Direction a: Which lines of the entries contain the string "with"? Pick out each of those lines and copy it.

The shift is the latest example of how French firms have become increasingly dependent on Asia — and particularly China — to maintain growth.

Asian revenue surpasses European for first time at L’Oreal

INTERNATIONAL NEWS

By Robert Williams - Apr 18th, 09:07

L’Oreal got more revenue from Asia than from Western Europe for the first time last quarter as the region’s surging demand for luxury products continued to resist the drag of a slower Chinese economy. 

The shift for the maker of products like Maybelline mascara and Acqua di Gio Armani cologne is the latest example of how French companies have become increasingly dependent on Asia — and particularly China — to maintain growth. Ten years ago, L’Oreal’s Asian sales were less than a third of those in its home market of western Europe.

Asia’s importance to L’Oreal is almost certain to keep growing as many European economies stagnate or even shrink, and as China implements policies to encourage its citizens to shop on the mainland rather than during foreign vacations or through black-market resellers. Chinese growth seems to be recovering somewhat, with 6.4% growth in GDP last quarter, topping economists’ estimates.

“It’s true that the growth is not broad-based,” RBC analyst James Edwardes Jones said in a note to clients, “but given L’Oreal’s proven ability to identify, stimulate and capitalise on those parts of the business where the most attractive growth is to be had, we struggle to find fault with this.”

Information provided:

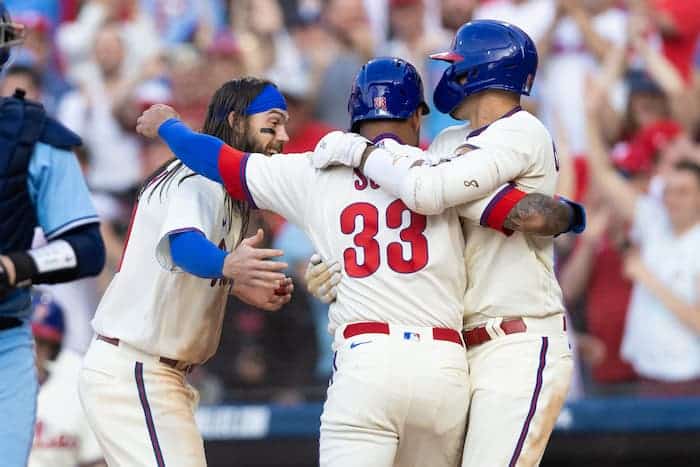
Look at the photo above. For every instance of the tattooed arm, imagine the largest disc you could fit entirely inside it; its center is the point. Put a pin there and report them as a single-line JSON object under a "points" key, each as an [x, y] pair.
{"points": [[540, 214]]}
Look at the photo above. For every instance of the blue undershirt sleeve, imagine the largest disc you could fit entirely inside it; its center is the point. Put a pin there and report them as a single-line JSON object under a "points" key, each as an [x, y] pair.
{"points": [[193, 253], [197, 151]]}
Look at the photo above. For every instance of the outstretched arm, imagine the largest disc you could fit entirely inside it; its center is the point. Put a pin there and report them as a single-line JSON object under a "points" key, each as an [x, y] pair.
{"points": [[204, 154], [540, 214], [610, 183], [425, 189]]}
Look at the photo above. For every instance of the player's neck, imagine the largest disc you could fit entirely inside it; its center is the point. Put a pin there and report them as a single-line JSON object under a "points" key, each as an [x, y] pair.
{"points": [[488, 107], [402, 131]]}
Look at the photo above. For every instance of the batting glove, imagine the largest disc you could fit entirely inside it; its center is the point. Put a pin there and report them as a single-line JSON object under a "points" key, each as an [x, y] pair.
{"points": [[339, 148], [322, 279]]}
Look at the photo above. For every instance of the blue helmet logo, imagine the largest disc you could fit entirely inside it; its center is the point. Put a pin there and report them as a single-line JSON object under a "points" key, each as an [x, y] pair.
{"points": [[386, 88], [485, 54]]}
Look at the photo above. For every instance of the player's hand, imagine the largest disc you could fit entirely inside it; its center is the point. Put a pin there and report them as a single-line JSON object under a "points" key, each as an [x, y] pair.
{"points": [[265, 298], [322, 279], [7, 276], [339, 148], [633, 266], [250, 266], [152, 118]]}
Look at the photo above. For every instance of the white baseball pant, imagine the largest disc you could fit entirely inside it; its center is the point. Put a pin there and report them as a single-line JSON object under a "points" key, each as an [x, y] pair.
{"points": [[141, 410]]}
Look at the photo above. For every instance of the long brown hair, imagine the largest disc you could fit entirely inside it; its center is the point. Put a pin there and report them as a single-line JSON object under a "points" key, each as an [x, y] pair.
{"points": [[233, 96]]}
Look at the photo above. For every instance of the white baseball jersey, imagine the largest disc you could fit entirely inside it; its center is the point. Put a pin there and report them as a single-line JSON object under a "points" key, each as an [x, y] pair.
{"points": [[398, 266], [508, 275], [153, 305], [62, 436]]}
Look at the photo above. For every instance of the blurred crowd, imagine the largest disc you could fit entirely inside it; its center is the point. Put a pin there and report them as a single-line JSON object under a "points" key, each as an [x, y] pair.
{"points": [[618, 86]]}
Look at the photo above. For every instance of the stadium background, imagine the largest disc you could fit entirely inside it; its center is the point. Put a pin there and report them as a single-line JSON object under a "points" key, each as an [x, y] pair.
{"points": [[95, 64]]}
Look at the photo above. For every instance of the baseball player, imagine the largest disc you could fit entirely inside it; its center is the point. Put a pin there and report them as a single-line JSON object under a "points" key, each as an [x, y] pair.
{"points": [[395, 395], [41, 185], [62, 437], [162, 314], [519, 357]]}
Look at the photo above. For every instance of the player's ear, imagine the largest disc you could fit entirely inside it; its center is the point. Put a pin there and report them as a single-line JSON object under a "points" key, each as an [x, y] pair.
{"points": [[231, 119], [416, 119]]}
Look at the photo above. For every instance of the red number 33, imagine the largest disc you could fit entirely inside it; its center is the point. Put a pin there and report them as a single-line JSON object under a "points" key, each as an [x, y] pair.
{"points": [[366, 241]]}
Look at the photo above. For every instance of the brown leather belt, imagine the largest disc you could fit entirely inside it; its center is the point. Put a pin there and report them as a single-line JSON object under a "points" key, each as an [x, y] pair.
{"points": [[480, 335], [371, 327], [176, 364]]}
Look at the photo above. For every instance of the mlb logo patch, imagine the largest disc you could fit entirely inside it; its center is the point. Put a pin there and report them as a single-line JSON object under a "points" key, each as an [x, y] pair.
{"points": [[411, 336], [380, 103]]}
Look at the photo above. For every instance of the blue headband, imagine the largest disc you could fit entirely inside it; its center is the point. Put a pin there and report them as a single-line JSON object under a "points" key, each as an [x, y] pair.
{"points": [[269, 98]]}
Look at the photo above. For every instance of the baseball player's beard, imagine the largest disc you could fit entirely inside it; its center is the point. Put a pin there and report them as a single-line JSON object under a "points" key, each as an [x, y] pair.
{"points": [[252, 144]]}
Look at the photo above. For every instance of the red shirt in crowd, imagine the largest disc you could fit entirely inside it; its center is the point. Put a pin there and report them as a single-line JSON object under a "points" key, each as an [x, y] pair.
{"points": [[306, 138], [679, 47]]}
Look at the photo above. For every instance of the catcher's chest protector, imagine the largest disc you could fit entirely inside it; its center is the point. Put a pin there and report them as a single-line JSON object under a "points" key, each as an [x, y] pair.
{"points": [[22, 124]]}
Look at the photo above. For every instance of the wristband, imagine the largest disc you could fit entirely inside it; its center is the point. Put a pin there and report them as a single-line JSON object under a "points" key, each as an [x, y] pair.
{"points": [[25, 268], [577, 223]]}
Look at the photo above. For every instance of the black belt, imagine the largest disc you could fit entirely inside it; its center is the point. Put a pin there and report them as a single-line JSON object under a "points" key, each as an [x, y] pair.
{"points": [[9, 323]]}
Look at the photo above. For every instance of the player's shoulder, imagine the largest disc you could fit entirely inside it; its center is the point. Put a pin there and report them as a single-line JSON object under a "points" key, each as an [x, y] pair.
{"points": [[397, 147], [448, 139], [521, 127]]}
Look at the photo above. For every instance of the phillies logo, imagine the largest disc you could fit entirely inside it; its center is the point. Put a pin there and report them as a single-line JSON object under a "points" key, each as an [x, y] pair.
{"points": [[380, 103]]}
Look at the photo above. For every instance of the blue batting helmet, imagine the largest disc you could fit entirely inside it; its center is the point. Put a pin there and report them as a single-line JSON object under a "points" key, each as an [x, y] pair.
{"points": [[485, 54], [386, 88], [10, 34], [47, 318]]}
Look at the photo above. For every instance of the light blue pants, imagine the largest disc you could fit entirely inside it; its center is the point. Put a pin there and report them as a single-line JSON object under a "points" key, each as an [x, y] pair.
{"points": [[18, 391]]}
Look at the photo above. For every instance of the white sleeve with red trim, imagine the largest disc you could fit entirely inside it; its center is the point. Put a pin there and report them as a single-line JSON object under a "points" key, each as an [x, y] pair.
{"points": [[493, 210], [464, 178], [191, 203], [279, 183]]}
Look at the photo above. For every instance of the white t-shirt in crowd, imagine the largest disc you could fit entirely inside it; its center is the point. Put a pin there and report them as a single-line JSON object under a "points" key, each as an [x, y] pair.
{"points": [[561, 80], [153, 305], [657, 343], [62, 436]]}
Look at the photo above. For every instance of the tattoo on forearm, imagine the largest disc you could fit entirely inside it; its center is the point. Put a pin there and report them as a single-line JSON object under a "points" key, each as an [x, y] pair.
{"points": [[539, 214]]}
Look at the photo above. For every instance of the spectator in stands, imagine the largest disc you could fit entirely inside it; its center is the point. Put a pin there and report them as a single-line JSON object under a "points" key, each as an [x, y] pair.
{"points": [[225, 59], [532, 16], [678, 22], [140, 40], [62, 437], [90, 111], [592, 277], [180, 21], [188, 71], [39, 53], [411, 41], [347, 21], [22, 77], [578, 38], [662, 332], [453, 14]]}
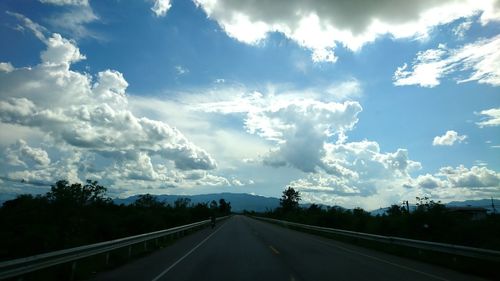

Direction b: How might the article on L'Oreal's Asian revenue go on? Write what follows, starting after its last sentence.

Answer a:
Look at the photo above. For every instance of the white sleeve with red trim, imagine the largest disc you could fit entirely inside it; its center is the point. Put a pin there and report them as a single-line JSON object under a "points" key, each as an [x, y] pair.

Answer b:
Real appetite

The results show luxury’s resilience, as surging demand from Chinese shoppers fuelled 14% quarterly growth for the division selling brands such as Armani, Kiehl’s, and YSL. Meanwhile, some other manufacturers of products such as cars and electronics were hurt by a slowing Chinese economy.

“It’s a real appetite of the young generation in China to go directly to these luxury brands. It’s really positive for us,” CEO Jean-Paul Agon said on a call with analysts. Western Europe showed some signs of improvement and could post a solid year, Agon said, “but nothing that would compete with what we see in Asia”.

Paris-based L’Oreal isn’t the only company making French business dependent on China for growth. Leaders in the luxury industry — where Chinese shoppers are estimated to make up roughly one-third of global sales — including LVMH Moet Hennessy Louis Vuitton, Gucci owner Kering and Hermes International all figure among France’s biggest companies by market value.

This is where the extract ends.